网页摘录 =>
3、修改hdfs-site.xml配置文件

代码块

language	bash
linenumbers	true

cd /opt/hadoop-2.7.3/etc/hadoop
vi hdfs-site.xml

内容如下：

代码块

language	xml
linenumbers	true

<configuration>
    <property>
        <name>dfs.name.dir</name>
       <!-- 注意替换实际目录 -->
        <value>file:/opt/hdfs/name</value>
    </property>
    <property>
        <name>dfs.data.dir</name>
       <!-- 注意替换实际目录 -->
        <value>file:/opt/hdfs/data</value>
    </property>
    <property>
        <name>dfs.replication</name>
        <value>1</value>
    </property>
    <property>
        <name>dfs.webhdfs.enabled</name>
        <value>false</value>
    </property>
    <property>
        <name>dfs.datanode.max.transfer.threads</name>
        <value>16384</value>
    </property>
</configuration>

注意

title	注意事项

注意：dfs.data.dir尽量配置在空间比较大的目录，可以配置多个目录，中间用逗号分隔

4、修改hadoop-policy.xml

代码块

linenumbers	true

cd /opt/hadoop-2.7.3/etc/hadoop
vi hadoop-policy.xml

内容如下:

代码块

language	xml
linenumbers	true

<configuration>
  <property>
    <name>security.client.protocol.acl</name>
    <value>*</value>
    <description>ACL for ClientProtocol, which is used by user code
    via the DistributedFileSystem.
    The ACL is a comma-separated list of user and group names. The user and
    group list is separated by a blank. For e.g. "alice,bob users,wheel".
    A special value of "*" means all users are allowed.</description>
  </property>
 
  <!-- 这里把实验引擎ip, python执行节点ip，spark部署机器ip，hadoop部署机器ip都加上--> 
  <!-- 如果实验引擎，python执行节点，spark，hadoop这些组件是集群部署，那么所有的IP地址都需要添加进来 -->
  <!-- 增加以下配置 -->
  <property>
    <name>security.client.protocol.hosts</name>
    <value>192.168.137.139,192.168.137.140,192.168.137.141</value>
  </property>
   <!-- end -->
  <property>
    <name>security.client.datanode.protocol.acl</name>
    <value>*</value>
    <description>ACL for ClientDatanodeProtocol, the client-to-datanode protocol
    for block recovery.
    The ACL is a comma-separated list of user and group names. The user and
    group list is separated by a blank. For e.g. "alice,bob users,wheel".

[坐标标注材料]

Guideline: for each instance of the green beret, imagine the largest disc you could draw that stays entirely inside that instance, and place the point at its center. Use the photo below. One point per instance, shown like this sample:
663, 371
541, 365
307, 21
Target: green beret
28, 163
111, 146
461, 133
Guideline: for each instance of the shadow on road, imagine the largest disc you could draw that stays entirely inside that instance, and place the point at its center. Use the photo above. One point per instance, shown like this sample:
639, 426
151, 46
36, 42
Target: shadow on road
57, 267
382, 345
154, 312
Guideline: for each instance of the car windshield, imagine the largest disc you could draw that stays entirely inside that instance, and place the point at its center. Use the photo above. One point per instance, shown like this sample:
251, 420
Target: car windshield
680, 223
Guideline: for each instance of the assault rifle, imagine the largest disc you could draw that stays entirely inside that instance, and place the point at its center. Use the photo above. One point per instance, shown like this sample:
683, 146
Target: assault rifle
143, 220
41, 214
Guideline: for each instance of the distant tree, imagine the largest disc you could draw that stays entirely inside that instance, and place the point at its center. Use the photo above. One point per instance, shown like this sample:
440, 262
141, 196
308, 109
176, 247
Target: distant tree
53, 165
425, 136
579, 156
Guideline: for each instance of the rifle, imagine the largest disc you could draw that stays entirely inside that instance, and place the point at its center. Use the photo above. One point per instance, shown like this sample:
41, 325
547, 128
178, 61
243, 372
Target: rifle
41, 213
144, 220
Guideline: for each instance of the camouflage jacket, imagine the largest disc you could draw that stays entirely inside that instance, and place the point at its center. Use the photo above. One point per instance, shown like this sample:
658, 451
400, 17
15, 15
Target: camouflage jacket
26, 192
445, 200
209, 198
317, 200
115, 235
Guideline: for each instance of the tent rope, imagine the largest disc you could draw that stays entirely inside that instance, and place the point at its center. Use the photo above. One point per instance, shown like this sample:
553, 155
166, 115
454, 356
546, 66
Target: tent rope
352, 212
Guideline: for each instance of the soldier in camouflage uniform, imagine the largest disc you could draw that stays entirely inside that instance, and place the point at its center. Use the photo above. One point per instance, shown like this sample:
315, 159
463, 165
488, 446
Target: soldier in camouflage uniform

任务 => 按照网页摘录，给 dfs.data.dir 配置多个目录时，各目录之间用什么符号分隔？ 请只依据网页摘录作答。

练习结果 => 用逗号分隔。